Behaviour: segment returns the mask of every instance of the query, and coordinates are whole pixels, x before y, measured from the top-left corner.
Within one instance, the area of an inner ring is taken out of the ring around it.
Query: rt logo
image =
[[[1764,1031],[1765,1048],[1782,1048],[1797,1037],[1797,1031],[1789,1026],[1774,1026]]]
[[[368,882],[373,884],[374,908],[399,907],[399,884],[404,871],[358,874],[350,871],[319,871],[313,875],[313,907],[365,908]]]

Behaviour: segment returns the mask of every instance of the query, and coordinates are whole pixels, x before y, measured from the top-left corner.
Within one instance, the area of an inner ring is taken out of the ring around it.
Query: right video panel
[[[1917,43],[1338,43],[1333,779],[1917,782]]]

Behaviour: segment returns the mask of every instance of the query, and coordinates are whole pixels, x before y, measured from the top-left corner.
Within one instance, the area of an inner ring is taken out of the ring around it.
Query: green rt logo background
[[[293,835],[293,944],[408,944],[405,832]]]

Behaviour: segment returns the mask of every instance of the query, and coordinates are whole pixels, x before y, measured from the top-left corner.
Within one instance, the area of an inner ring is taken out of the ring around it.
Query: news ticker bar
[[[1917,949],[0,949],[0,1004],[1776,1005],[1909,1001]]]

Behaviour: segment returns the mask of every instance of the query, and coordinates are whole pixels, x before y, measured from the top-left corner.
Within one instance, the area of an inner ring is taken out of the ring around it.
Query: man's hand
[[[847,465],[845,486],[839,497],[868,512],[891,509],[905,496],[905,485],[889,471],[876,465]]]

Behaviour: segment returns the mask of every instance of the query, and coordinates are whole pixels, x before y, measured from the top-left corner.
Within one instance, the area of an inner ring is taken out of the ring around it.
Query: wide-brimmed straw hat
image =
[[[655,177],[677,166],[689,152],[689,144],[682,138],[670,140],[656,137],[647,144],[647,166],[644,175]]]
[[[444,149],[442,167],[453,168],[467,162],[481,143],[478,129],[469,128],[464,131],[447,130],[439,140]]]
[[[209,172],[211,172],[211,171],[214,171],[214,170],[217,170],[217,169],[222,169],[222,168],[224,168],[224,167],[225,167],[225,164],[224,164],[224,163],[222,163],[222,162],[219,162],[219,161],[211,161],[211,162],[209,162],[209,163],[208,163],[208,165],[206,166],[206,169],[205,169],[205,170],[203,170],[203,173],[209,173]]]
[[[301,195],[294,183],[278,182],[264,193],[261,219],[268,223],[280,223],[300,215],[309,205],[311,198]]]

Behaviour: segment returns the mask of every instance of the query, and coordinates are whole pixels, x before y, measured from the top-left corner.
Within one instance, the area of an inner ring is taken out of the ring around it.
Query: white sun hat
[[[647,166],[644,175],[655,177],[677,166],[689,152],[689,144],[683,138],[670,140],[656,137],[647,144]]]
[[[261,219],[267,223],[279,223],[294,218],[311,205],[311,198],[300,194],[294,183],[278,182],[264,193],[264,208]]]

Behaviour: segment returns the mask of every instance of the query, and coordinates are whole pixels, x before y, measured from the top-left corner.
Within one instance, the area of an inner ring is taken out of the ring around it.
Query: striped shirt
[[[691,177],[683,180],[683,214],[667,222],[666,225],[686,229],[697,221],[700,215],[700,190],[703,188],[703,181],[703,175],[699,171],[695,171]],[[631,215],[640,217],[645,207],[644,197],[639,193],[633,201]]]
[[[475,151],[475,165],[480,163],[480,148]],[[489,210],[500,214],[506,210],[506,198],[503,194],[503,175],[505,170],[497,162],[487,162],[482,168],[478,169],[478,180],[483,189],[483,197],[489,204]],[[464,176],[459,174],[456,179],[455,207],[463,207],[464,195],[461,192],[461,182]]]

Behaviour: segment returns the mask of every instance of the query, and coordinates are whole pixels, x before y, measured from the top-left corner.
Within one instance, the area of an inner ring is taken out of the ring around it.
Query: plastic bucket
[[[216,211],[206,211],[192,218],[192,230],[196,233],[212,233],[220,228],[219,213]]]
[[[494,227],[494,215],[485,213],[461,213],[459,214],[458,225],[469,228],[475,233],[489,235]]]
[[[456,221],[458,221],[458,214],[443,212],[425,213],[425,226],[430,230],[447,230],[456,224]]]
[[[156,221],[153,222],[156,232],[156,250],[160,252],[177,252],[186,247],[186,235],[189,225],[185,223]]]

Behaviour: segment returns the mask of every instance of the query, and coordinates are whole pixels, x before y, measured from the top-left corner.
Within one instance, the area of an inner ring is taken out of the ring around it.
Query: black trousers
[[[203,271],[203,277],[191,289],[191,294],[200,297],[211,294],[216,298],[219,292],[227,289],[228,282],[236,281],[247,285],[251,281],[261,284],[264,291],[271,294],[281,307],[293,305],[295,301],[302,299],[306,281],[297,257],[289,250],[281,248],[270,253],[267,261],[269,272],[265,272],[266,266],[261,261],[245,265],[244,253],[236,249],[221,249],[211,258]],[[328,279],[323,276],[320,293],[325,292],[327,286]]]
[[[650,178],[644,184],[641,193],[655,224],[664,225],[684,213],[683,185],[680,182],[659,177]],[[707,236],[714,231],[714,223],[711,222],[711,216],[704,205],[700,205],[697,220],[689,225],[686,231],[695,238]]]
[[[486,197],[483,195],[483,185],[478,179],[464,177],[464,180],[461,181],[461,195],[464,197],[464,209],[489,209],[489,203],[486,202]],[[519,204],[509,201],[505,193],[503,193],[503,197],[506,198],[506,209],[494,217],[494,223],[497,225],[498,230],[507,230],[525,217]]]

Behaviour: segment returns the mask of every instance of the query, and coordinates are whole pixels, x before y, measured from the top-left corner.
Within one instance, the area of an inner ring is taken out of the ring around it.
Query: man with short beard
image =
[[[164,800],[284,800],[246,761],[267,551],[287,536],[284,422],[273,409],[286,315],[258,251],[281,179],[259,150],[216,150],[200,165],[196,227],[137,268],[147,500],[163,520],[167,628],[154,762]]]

PROBLEM DETAILS
Reproduce the listing above verbatim, from first line to last.

ANSWER SECTION
Behaviour: segment returns the mask of every instance of the query, and coordinates are whole pixels, x before y, measured from the top-left corner.
Within one instance, the area of an inner ring is taken out of the ring around it.
Query: rt logo
image =
[[[1764,1031],[1765,1048],[1782,1048],[1797,1037],[1797,1031],[1789,1026],[1774,1026]]]
[[[368,882],[373,884],[374,908],[399,907],[399,884],[404,871],[358,874],[350,871],[319,871],[313,875],[313,907],[365,908]]]

Behaviour: segment returns the mask of every instance of the query, and coordinates are whole pixels, x before y, measured from the top-left corner.
Within one instance, the area of an inner ring is taken out of the ring around it.
Query: right video panel
[[[1917,43],[1338,43],[1333,779],[1917,782]]]

Behaviour: segment returns the mask of every instance of the query, and coordinates are whole pixels, x before y, measured from the top-left corner.
Within one instance, the area of an inner ring is taken out of the ring around it.
Query: green rt logo background
[[[293,835],[293,944],[408,944],[405,832]]]

Behaviour: segment returns the mask of every instance of the query, and coordinates are whole pixels, x before y, measured from the top-left corner.
Within one instance, the area of an inner ring is taken out of the ring around it.
Query: news ticker bar
[[[1917,949],[0,949],[0,1004],[1776,1005],[1909,1001]]]

Behaviour: segment returns the mask of every instance of the query, and coordinates are whole pixels, x before y, measured from the top-left corner.
Within one instance, the area of an inner ring is taken out of the ring around it.
Query: man's hand
[[[847,465],[845,486],[839,497],[868,512],[891,509],[905,496],[905,485],[889,471],[876,465]]]

Behaviour: segment returns the mask of every instance of the query, and coordinates are whole pixels, x before y, measured from the top-left corner.
Within one instance, the area of an inner ring is taken out of the ring around it.
Query: wide-brimmed straw hat
image =
[[[655,177],[677,166],[689,152],[689,144],[682,138],[670,140],[656,137],[647,144],[647,166],[644,175]]]
[[[444,149],[442,167],[453,168],[467,162],[481,143],[478,129],[469,128],[464,131],[447,130],[439,140]]]
[[[209,172],[211,172],[211,171],[214,171],[214,170],[217,170],[217,169],[222,169],[222,168],[224,168],[224,167],[225,167],[225,164],[224,164],[224,163],[222,163],[222,162],[219,162],[219,161],[211,161],[211,162],[209,162],[209,163],[208,163],[208,165],[206,166],[206,169],[205,169],[205,170],[203,170],[203,173],[209,173]]]
[[[301,195],[294,183],[278,182],[264,193],[261,219],[268,223],[280,223],[300,215],[309,205],[311,198]]]

Behaviour: segment returns the mask of every instance of the query, and coordinates are whole pixels, x before y, measured from the top-left corner.
Within one instance, the area of an inner ring is taken out of the ring around it.
Query: white sun hat
[[[647,166],[644,175],[655,177],[677,166],[689,152],[689,144],[683,138],[670,140],[656,137],[647,144]]]
[[[261,219],[267,223],[279,223],[294,218],[311,205],[311,198],[300,194],[294,183],[278,182],[264,193],[264,208]]]

Behaviour: segment returns the mask of every instance of the query, and coordinates are whole pixels, x before y, measured from the top-left corner.
Within one instance, the area of an inner ring is taken out of the ring around it.
Query: striped shirt
[[[691,177],[683,180],[683,214],[667,222],[666,225],[686,229],[697,221],[700,215],[700,190],[703,188],[703,181],[703,175],[699,171],[695,171]],[[631,215],[640,217],[645,207],[644,197],[639,193],[633,201]]]
[[[475,151],[475,165],[480,163],[480,148]],[[489,210],[500,214],[506,210],[506,198],[503,194],[503,175],[505,170],[497,162],[487,162],[482,168],[478,169],[478,180],[483,189],[483,197],[489,204]],[[464,176],[459,174],[456,179],[455,207],[463,207],[464,195],[461,192],[461,182]]]

Behaviour: segment returns the mask of every instance of the query, and coordinates are whole pixels, x before y, measured from the top-left corner.
Within one instance, the area of an inner ring is taken out of the ring around it.
Query: plastic bucket
[[[216,211],[206,211],[192,218],[192,230],[196,233],[212,233],[220,228],[219,213]]]
[[[494,227],[494,215],[485,213],[461,213],[459,214],[458,225],[469,228],[475,233],[489,235]]]
[[[456,221],[458,221],[458,214],[443,212],[425,213],[425,226],[430,230],[447,230],[456,224]]]
[[[156,221],[153,222],[156,232],[156,250],[160,252],[177,252],[186,247],[186,235],[189,225],[185,223]]]

Behaviour: segment returns the mask of every instance of the query, and coordinates are whole pixels, x before y, measured from the top-left corner.
Within one instance, the area of an inner ring is taken out of the ring around it.
Query: black trousers
[[[203,271],[203,277],[191,289],[191,294],[200,297],[211,294],[216,298],[219,292],[227,289],[228,282],[236,281],[247,285],[251,281],[261,284],[264,291],[271,294],[281,307],[293,305],[295,301],[302,299],[306,281],[297,257],[289,250],[281,248],[270,253],[267,261],[269,272],[265,272],[266,266],[261,261],[245,265],[244,253],[236,249],[221,249],[211,258]],[[328,279],[323,276],[320,293],[325,292],[327,286]]]
[[[650,178],[644,184],[641,193],[655,224],[664,225],[684,213],[683,185],[680,182],[659,177]],[[707,236],[714,231],[714,223],[711,222],[711,216],[704,205],[700,205],[697,220],[689,225],[686,231],[695,238]]]
[[[486,197],[483,195],[483,185],[478,179],[464,177],[464,180],[461,181],[461,195],[464,197],[464,209],[489,209],[489,203],[486,202]],[[519,204],[509,201],[505,193],[503,193],[503,197],[506,198],[506,209],[494,217],[494,223],[497,225],[498,230],[507,230],[525,217]]]

Behaviour: segment returns the mask of every instance of the query, and coordinates are whole pixels, x before y, measured from the top-left corner.
Within one instance, the area of an inner ring is taken out of the ring around it.
Query: man with short beard
image =
[[[164,800],[284,800],[246,761],[267,551],[287,536],[284,422],[273,409],[286,315],[258,251],[281,179],[259,150],[216,150],[200,165],[196,227],[137,268],[147,500],[163,520],[167,628],[154,762]]]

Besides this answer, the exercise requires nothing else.